Tu objetivo: Formatea como tabla Markdown todo el material desde la línea que contiene "the church spire" hasta el final, incluidos ambos extremos, y omite las líneas en blanco. Usa dos columnas: "Número", con el número de fila, y "Línea del material", con la línea correspondiente.

***** Material de datos

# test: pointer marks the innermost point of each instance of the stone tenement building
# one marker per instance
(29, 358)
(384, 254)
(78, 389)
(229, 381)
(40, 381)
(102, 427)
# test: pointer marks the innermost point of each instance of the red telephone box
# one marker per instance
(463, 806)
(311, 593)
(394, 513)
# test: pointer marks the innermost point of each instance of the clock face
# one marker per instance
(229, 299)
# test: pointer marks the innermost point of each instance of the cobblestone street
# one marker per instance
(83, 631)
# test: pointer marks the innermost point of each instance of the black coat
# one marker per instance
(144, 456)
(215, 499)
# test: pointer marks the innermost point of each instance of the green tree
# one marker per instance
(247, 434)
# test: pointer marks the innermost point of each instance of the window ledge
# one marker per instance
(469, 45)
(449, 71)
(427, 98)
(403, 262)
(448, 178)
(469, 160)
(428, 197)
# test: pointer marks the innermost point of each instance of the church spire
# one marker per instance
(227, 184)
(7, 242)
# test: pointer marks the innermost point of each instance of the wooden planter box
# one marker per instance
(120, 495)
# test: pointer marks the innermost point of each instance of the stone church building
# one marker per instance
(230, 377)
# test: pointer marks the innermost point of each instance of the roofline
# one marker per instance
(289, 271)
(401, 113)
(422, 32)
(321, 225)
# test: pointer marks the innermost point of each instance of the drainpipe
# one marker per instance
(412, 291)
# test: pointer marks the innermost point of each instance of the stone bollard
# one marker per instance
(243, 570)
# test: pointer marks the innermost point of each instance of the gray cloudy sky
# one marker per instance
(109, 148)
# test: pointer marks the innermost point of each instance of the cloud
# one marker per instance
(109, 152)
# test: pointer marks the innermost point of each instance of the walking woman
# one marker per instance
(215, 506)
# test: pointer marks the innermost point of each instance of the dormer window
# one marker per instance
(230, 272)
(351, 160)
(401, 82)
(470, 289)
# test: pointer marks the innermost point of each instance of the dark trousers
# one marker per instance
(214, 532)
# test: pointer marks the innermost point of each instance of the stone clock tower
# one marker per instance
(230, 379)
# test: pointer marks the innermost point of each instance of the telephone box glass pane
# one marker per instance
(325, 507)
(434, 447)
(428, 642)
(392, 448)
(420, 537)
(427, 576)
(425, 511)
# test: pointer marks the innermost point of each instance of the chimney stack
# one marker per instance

**********

Respuesta completa:
| Número | Línea del material |
|---|---|
| 1 | # test: pointer marks the innermost point of each instance of the church spire |
| 2 | # one marker per instance |
| 3 | (227, 184) |
| 4 | (7, 242) |
| 5 | # test: pointer marks the innermost point of each instance of the wooden planter box |
| 6 | # one marker per instance |
| 7 | (120, 495) |
| 8 | # test: pointer marks the innermost point of each instance of the stone church building |
| 9 | # one marker per instance |
| 10 | (230, 377) |
| 11 | # test: pointer marks the innermost point of each instance of the roofline |
| 12 | # one marker per instance |
| 13 | (289, 271) |
| 14 | (401, 113) |
| 15 | (422, 32) |
| 16 | (321, 225) |
| 17 | # test: pointer marks the innermost point of each instance of the drainpipe |
| 18 | # one marker per instance |
| 19 | (412, 291) |
| 20 | # test: pointer marks the innermost point of each instance of the stone bollard |
| 21 | # one marker per instance |
| 22 | (243, 570) |
| 23 | # test: pointer marks the innermost point of each instance of the gray cloudy sky |
| 24 | # one marker per instance |
| 25 | (109, 148) |
| 26 | # test: pointer marks the innermost point of each instance of the cloud |
| 27 | # one marker per instance |
| 28 | (109, 152) |
| 29 | # test: pointer marks the innermost point of each instance of the walking woman |
| 30 | # one marker per instance |
| 31 | (215, 506) |
| 32 | # test: pointer marks the innermost point of each instance of the dormer window |
| 33 | # one marker per instance |
| 34 | (230, 272) |
| 35 | (351, 160) |
| 36 | (401, 82) |
| 37 | (470, 289) |
| 38 | # test: pointer marks the innermost point of each instance of the dark trousers |
| 39 | # one marker per instance |
| 40 | (214, 532) |
| 41 | # test: pointer marks the innermost point of each instance of the stone clock tower |
| 42 | # one marker per instance |
| 43 | (230, 379) |
| 44 | # test: pointer marks the innermost point of each instance of the telephone box glass pane |
| 45 | # one marker per instance |
| 46 | (325, 507) |
| 47 | (434, 447) |
| 48 | (428, 642) |
| 49 | (392, 448) |
| 50 | (420, 537) |
| 51 | (427, 576) |
| 52 | (425, 511) |
| 53 | # test: pointer marks the innermost point of each instance of the chimney stack |
| 54 | # one marker per instance |